Iray Lights keep ignoring me...
Hi everyone!
Lighting set to scene only, no headlamp, i can place lights, turn them on/off, change light temperature or emission color all no problem. Same works for emissives. But when rendering in iray photo realistic the light intensity never changes no matter what i do. Neither intensity nor luminosity sliders do anything. In the viewport that is set to "texture shaded" the lights however seem to react just fine. In the render it's allways the same. I have no idea what i am doing wrong, and searching the forums didn't help so far. Any ideas would be appreciated!
Thanks
Tuivel
Comments
Are you adjsuting the Luminous Flux setting in your lights? you don't mention it in the list above.
I don't touch the intensity slider at all - I change all the intensities using the Luminous Flux slider, almost at the bottom, just above the Temperature.
This is for a fill light, and you can see that I generally find that I increase the setting well above the default 1500 which lights load with.
Have you tried "Scene only" in your render settings?
Mentioned in the very first sentence
Sorry, it was too early in that sentence
Yes it's set to "scene only" and yes i tried the Luminous Flux slider. It doesn't seem to do anything.

Records provided>
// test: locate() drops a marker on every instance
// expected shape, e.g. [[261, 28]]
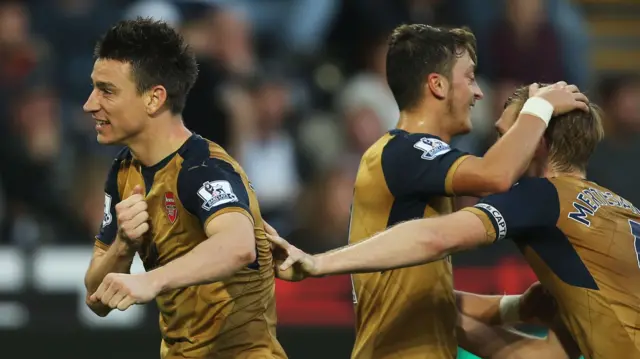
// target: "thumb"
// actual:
[[137, 190], [533, 88]]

Actions to take>
a - From the Iray lighting thread, copy word for word the passage starting with "Iray Lights keep" and going on through "the list above.".
b - In the Iray lighting thread, what default Luminous Flux setting do lights load with?

Solutions for each task>
a -
Iray Lights keep ignoring me...
Hi everyone!
Lighting set to scene only, no headlamp, i can place lights, turn them on/off, change light temperature or emission color all no problem. Same works for emissives. But when rendering in iray photo realistic the light intensity never changes no matter what i do. Neither intensity nor luminosity sliders do anything. In the viewport that is set to "texture shaded" the lights however seem to react just fine. In the render it's allways the same. I have no idea what i am doing wrong, and searching the forums didn't help so far. Any ideas would be appreciated!
Thanks
Tuivel
Comments
Are you adjsuting the Luminous Flux setting in your lights? you don't mention it in the list above.

b - 1500